## ESTRATTO

# # #

La “Gerarchia dei Rifiuti” e i Rendimenti Decrescenti

POLITICHE EUROPEE

di: 
Antonio Massarutto

La piramide rovesciata disegnata dall’Unione Europea per dettare le priorità dei sistemi di gestione dei rifiuti è stata spesso interpretata in modo dogmatico e fuorviante. L’autore, professore al Dipartimento di Scienze Economiche dell’Università di Udine, riprende per noi i risultati di studi che applicano la metodologia della economic life-cycle analysis alle esperienze concrete di gestione dei rifiuti urbani per smentire, in particolare, il mito che il recupero energetico sia alternativo, e non complementare al recupero di materia e per proporre una nuova impostazione, che parta non già dall’origine del rifiuto (urbano o industriale) ma piuttosto dalla sua destinazione (recupero o smaltimento).

In Copertina: La gerarchia dei rifiuti secondo la Waste Framework Directive 2008/98 EC 


La “gerarchia dei rifiuti”

# # #

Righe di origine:

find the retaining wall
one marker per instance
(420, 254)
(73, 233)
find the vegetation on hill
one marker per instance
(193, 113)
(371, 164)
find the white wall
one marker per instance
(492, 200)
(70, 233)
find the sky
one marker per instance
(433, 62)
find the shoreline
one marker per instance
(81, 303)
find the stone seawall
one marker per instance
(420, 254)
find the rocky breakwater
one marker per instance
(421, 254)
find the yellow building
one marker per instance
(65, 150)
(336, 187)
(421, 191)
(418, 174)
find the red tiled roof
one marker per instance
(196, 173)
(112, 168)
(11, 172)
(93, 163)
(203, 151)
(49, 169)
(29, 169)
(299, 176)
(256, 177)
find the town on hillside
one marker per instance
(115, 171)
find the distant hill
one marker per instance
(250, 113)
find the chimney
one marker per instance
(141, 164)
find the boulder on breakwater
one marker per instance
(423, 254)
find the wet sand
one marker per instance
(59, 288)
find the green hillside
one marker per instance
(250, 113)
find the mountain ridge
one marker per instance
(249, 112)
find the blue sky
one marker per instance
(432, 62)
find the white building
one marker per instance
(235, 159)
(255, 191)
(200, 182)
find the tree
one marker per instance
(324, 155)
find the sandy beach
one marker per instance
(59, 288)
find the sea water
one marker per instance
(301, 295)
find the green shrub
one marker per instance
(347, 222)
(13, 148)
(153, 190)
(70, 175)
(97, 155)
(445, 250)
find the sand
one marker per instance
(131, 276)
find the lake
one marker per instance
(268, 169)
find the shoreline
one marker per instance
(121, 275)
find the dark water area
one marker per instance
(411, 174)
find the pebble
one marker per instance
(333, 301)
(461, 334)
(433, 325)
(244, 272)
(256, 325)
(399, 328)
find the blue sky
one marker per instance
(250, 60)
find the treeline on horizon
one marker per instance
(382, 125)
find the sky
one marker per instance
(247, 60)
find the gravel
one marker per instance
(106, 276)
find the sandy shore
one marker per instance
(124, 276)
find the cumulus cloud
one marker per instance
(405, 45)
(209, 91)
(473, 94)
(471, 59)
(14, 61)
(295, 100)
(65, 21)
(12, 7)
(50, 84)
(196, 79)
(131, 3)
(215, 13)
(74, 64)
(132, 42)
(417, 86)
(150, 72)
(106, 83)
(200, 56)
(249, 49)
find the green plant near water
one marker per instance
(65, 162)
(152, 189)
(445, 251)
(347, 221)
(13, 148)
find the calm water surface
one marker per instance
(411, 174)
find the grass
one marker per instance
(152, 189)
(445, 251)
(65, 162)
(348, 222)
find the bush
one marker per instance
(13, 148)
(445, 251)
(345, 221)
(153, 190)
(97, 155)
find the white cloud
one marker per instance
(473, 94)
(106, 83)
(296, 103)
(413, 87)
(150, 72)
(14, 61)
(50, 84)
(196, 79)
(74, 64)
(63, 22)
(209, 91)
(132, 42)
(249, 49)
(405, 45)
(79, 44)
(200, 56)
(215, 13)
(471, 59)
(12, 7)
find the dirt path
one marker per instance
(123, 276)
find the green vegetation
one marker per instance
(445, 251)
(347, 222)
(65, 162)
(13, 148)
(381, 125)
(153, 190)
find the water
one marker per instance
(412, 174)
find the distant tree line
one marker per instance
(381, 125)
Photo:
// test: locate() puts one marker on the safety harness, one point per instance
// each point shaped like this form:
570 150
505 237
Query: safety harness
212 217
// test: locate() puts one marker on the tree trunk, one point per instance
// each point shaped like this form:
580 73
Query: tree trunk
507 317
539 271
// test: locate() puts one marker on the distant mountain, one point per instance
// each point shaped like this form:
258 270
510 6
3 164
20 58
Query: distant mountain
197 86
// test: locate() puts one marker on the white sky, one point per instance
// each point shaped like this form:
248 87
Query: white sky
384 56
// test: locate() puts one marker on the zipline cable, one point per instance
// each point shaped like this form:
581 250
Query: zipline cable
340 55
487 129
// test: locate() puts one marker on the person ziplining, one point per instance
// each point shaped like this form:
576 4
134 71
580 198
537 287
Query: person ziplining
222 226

# # #

## ESERCIZIO
Rispondi brevemente a queste domande sull'estratto dedicato alla gerarchia dei rifiuti.
1. In quale sezione è collocato l'articolo?
2. Presso quale dipartimento e quale università insegna l'autore?
3. Secondo quale direttiva è rappresentata la gerarchia dei rifiuti in copertina?

## SOLUZIONE
1. Politiche europee.
2. Dipartimento di Scienze Economiche dell'Università di Udine.
3. Waste Framework Directive 2008/98 EC.